FRAGMENTO:
━━━━━━━━
Comenzamos: no vamos a definir discriminación, como hace implícitamente el Sr. Marco como el acto de “negar su condición de individuo por una condición general de la que no es responsable”, ya que resulta confuso lo que significa “negar su condición de individuo” a alguien. ¿Quiere decir negar los derechos individuales fundamentales legalmente reconocidos o negar el acceso a bienes y servicios personales de quien discrimina, como el saludo, la cooperación, un puesto de trabajo, una cita, un préstamo o darle la hora? Si entendemos la primera parte yo estoy de acuerdo (con algunas reservas), pero sólo en tanto en cuanto esos derechos garantizan la igualdad de trato de los colectivos o grupos en riesgo de discriminación en cuanto al disfrute de los bienes y servicios públicos y también a las obligaciones públicas consecuentes. De esta forma, EL ESTADO no debería promulgar leyes donde se impida o dificulte el acceso a todo el mundo al transporte público en igualdad de condiciones, por ejemplo, ni debería tener en cuenta el sexo, la raza, la religión, la orientación sexual ni ninguna otra característica que no sea el mérito y capacidad en la contratación del personal público.
Con lo que ya discrepo de forma absoluta (y además creo que todo auténtico liberal debería participar de este convencimiento) es con que la discriminación tenga algo de malo o siquiera de irracional si la entendemos como negar el acceso a recursos privados del que toma la decisión de discriminar a un determinado colectivo. Así pues, creo que no es moralmente censurable ni a priori irracional el que, por ejemplo, un tendero (siempre que no sea el único del pueblo, claro) niegue el acceso a comprar sus productos (o permita el acceso a estos en condiciones discriminatorias) a los miembros de un colectivo en particular identificados de cualquier manera (DNI, color de la piel, aspecto, etc.). De hecho, la discriminación de precios o privilegios basada en la edad, la capacidad adquisitiva, en el sexo, en la profesión, en el calzado o en cualquier otro signo externo son la norma en numerosos sectores que ofrecen descuentos discriminatorios o condicionan el acceso a la indumentaria, y que yo sepa nadie ha protestado nunca a que en muchas discotecas las mujeres puedan entrar gratis, en casi todos los cines los pensionistas y estudiantes disfruten de jugosos descuentos, etc. En los contratos de seguros de todo tipo, por ejemplo, se practica la discriminación basada en multitud de indicadores aproximativos del riesgo individual del asegurado, y tampoco he oído nunca críticas a los seguros de automóvil con menores primas para las mujeres.
Donde sí que es cuestionable la discriminación es cuando la realiza el Estado en relación a los bienes y recursos públicos. Por ejemplo, la discriminación ejercida durante muchos años contra los varones para imponerles de forma exclusiva la carga de aportar servicios en especie a la defensa nacional (la “mili” de toda la vida), o el establecimiento de “cuotas” por sexos o razas en el acceso a puestos y servicios públicos, llamado “discriminación positiva” (o “affirmative action” en inglés), o la discriminación legal de los afroamericanos en los EE.UU. de antes de los años 60.
━━━━━━━━
FILAS DE DATOS:
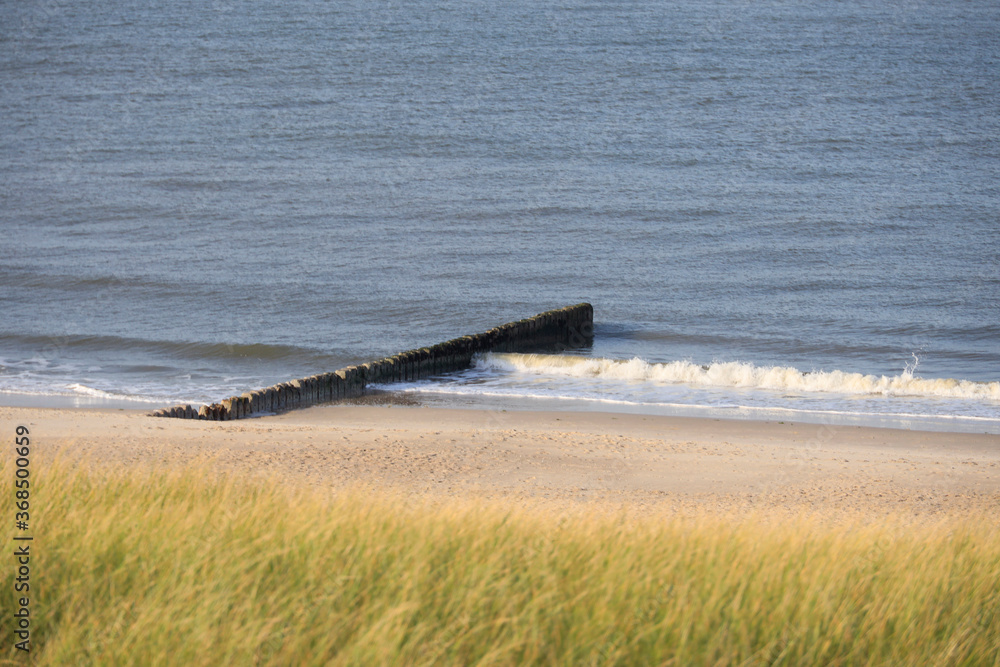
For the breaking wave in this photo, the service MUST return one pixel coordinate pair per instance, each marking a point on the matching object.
(741, 375)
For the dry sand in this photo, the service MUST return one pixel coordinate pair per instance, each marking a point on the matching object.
(564, 460)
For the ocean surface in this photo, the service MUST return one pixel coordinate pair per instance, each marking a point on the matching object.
(777, 209)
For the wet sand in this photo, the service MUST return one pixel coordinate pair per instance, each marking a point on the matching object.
(562, 460)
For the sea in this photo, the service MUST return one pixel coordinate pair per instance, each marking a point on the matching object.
(778, 209)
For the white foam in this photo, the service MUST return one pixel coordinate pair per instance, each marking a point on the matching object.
(742, 375)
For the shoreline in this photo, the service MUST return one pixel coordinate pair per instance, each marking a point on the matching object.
(596, 461)
(417, 397)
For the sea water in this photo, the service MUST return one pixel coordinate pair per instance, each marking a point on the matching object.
(775, 208)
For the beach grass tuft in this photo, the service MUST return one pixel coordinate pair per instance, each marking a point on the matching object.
(173, 568)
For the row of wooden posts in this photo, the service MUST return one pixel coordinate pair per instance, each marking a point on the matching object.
(569, 327)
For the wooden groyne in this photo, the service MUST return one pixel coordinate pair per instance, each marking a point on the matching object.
(556, 330)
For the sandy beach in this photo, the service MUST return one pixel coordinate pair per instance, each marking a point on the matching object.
(564, 460)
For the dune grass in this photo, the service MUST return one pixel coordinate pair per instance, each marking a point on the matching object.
(183, 569)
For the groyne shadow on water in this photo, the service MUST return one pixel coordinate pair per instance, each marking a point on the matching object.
(565, 328)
━━━━━━━━
EJERCICIO BREVE:
¿Puedes transcribir sin cambios, del fragmento sobre la discriminación, el pasaje que se abre con las palabras que contienen "Donde sí que" y se cierra con "los años 60."? Las líneas no intervienen para nada en esto.

RESPUESTA:
Donde sí que es cuestionable la discriminación es cuando la realiza el Estado en relación a los bienes y recursos públicos. Por ejemplo, la discriminación ejercida durante muchos años contra los varones para imponerles de forma exclusiva la carga de aportar servicios en especie a la defensa nacional (la “mili” de toda la vida), o el establecimiento de “cuotas” por sexos o razas en el acceso a puestos y servicios públicos, llamado “discriminación positiva” (o “affirmative action” en inglés), o la discriminación legal de los afroamericanos en los EE.UU. de antes de los años 60.